» **Exercise passage**:
-.-.-

Oh dear god, this is supposed to be a rose. All that’s checking in with my poor nostrils is, at first, a kind of spicy, vaguely floral sawdust, and then, a gassy, industrial cleaner ‘fresh’ odour with clashing skin-like musks. About the only properly realized note in this wreck is nutmeg and that does not a perfume make. I was beginning to get the impression that Chabaud represented ho-hum niche, but Rose Orage proves they can descend further.
30th December, 2020

Orangerie Musicale by Chabaud Maison de Parfum

Refreshing, well-executed, juice-drenched opening, in which the main orange blossom theme is swept in on a rush of orange and bergamot – familiar things but it’s all in the delivery, which is better than the average cologne. However the law of averages does win out when the orange blossom settles into its starring spot – there are so many such summery scents about that distinguishing between them can be bit of a much of a muchness. Still, this is clean and direct and smells close to nature, which may be quite enough for many.
30th December, 2020

Île Mythique by Chabaud Maison de Parfum

Chabaud’s Île Mythique is a cough drop. A compressed little thing featuring a shot of star anise reinforced with sweet resins and dried herbal and spice accents, it feels completely medicinal. It’s odd and pushes the boundary of what might conceivably be called a perfume. There’s no gesture towards balance or harmony – it feels like something dished out from an indie perfumer’s slop pot. With time it begins to develop a more ambery character, but that star anise stays out there front of stage making a scene for quite a while. And then, about four or five hours into the wear, all the elements settle and this becomes a warm, sun-dappled amber oriental, its oddness evaporating into beauty.

-.-.-

» **Excerpted records**:
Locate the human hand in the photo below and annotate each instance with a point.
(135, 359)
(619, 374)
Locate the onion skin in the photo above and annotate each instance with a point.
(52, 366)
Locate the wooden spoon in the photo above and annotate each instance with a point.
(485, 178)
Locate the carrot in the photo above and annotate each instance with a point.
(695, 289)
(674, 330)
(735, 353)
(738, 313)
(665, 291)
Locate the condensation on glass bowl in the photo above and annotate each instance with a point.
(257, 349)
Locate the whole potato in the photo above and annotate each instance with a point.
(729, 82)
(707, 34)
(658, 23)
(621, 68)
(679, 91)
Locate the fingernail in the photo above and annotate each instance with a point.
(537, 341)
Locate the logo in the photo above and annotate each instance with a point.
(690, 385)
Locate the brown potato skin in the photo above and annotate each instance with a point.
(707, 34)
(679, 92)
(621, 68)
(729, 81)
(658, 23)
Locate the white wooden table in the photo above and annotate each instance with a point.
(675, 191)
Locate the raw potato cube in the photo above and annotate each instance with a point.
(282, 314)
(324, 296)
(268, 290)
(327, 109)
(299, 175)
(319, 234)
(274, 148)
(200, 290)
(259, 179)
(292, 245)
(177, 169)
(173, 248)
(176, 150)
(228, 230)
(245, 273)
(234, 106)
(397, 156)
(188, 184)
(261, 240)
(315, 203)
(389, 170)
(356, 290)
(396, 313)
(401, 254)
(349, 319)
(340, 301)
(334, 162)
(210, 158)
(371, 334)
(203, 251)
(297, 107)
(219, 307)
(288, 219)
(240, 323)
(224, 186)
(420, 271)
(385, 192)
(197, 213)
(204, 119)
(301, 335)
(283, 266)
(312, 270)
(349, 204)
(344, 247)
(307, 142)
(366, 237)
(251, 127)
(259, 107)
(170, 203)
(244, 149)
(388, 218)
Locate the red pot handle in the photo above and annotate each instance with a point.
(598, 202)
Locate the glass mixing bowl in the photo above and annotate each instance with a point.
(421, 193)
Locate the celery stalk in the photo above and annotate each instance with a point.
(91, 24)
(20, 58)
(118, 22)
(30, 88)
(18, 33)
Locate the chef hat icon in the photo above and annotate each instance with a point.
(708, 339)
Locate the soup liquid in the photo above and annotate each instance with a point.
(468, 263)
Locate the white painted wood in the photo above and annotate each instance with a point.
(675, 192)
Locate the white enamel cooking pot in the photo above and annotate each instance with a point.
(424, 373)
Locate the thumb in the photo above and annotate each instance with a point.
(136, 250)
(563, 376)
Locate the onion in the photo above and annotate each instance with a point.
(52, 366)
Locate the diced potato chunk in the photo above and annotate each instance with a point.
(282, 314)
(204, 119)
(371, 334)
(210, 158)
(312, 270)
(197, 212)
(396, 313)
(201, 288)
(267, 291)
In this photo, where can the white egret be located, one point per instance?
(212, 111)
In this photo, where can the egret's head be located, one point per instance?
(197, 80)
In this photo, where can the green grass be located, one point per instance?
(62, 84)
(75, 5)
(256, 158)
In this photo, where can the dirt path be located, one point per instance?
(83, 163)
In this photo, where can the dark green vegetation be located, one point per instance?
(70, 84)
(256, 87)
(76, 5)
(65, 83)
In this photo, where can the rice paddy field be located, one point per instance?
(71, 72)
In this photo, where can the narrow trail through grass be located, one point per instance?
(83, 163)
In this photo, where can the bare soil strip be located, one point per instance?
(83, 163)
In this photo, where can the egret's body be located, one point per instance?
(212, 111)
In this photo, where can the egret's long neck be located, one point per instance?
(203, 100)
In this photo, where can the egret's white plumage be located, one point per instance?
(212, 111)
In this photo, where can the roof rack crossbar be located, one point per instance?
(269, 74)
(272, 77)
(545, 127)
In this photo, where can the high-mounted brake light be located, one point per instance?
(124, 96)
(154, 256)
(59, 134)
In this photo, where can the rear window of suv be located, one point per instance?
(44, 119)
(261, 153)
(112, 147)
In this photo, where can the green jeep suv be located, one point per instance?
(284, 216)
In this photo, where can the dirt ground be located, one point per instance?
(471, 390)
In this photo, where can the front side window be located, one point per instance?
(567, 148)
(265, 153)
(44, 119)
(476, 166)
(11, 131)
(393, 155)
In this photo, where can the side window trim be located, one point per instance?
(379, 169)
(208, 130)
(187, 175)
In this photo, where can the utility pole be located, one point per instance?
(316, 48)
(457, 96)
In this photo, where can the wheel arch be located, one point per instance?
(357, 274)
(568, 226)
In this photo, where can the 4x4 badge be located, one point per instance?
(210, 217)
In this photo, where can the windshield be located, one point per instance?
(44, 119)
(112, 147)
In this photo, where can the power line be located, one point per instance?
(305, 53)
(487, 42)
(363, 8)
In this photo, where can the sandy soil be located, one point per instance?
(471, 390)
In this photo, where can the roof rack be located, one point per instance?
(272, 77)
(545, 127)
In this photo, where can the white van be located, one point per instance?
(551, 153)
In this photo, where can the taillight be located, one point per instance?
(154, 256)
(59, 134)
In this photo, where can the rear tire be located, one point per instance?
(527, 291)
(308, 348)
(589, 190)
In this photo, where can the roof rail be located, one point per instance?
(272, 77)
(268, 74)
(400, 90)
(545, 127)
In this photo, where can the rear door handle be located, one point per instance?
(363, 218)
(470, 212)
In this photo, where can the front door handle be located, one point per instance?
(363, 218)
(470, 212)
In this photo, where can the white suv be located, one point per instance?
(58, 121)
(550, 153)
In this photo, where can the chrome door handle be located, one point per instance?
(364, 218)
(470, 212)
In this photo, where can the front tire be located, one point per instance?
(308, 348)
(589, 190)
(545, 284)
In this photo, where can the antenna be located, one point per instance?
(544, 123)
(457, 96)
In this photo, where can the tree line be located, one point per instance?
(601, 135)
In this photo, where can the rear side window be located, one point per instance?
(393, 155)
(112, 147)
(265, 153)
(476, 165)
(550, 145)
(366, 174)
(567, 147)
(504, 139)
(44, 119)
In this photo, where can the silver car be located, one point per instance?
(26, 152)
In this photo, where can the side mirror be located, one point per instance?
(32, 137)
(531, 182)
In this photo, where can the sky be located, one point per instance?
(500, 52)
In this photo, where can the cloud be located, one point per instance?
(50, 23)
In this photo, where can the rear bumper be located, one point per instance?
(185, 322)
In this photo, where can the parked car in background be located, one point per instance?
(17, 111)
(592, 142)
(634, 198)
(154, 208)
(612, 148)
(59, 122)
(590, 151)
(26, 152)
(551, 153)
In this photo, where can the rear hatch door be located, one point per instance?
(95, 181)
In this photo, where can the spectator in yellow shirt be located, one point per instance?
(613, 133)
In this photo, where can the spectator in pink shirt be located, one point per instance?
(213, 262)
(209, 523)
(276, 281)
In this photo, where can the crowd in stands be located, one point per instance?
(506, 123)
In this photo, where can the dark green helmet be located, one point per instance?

-.-.-

» **Assignment 1**:
Answer these questions from the perfume reviews:
(a) In Rose Orage, what is named as the only properly realized note?
(b) In the opening of Orangerie Musicale, what two things sweep in the orange blossom theme?
(c) About how many hours into the wear does Île Mythique settle into a warm amber oriental?
» **Assignment 2**:
Carry the perfume reviews on from their last sentence.

» **Written response 1**:
(a) Nutmeg.
(b) Orange and bergamot.
(c) About four or five hours.

» **Written response 2**:
So if you can bear smelling like something lost in grandpa or grandma’s pocket for the first few hours, then there are more conventional rewards awaiting.
30th December, 2020

Caprice de Sophie by Chabaud Maison de Parfum

Piddling, watery fruity-floral, almost completely indistinct – sure there’s something citrusy in here and a freesia-like note but they’re done in the manner of the most mass market shampoo scent imaginable. Underlying it all is the by now (after having tried a string of their perfumes) immensely annoying Chabaud base – a kind of beige skin musk with siftings of flour that tends to be the first thing that assails the nose before dying back. Venture here only if mediocrity is your bag.
30th December, 2020

Umhh by Morph

Ostensibly this offering is supposed to be a harmony of four ‘precious woods’, part of Morph’s attempt-to-go-upmarket range of ‘Les Exclusifs’ Extraits de Parfum. I tried checking for notes on the brand’s website but my antivirus protection blocked it. But here’s their priceless PR guff: ‘Concrete obsession of the senses. Unstoppable, primitive and tangible sensuality. Pure extract of life, a mix of precious woods aimed at enhancing the most rebellious character.
‘The words of the perfumer
‘"Four woody notes cold extracted, a clever mixture of almost mystical elements that blend giving life to something mystical, a unique result!"’
Well, knock me down with a feather, they could have fooled me. What emerges is a delicate, floral-water-meets-baby-lotion concoction which has a kind of nursery appeal: it’s non-threatening and comforting. Any woody notes are traces – a kind of wispy sandalwood aromachemical seems to put in a token appearance. I’m baffled by this misdirection when Morph have a fine and underrated rugged woods creation in Nudo – a perfume I’d recommend to all fans of butch woodies (oo-er!) to try. Having said that it’s a gentle, silky thing, mainly synthetic for sure, but with a powder-puff soft musky presence that will appeal on those wallflower days when a Marie biscuit dipped in milk tastes like manna.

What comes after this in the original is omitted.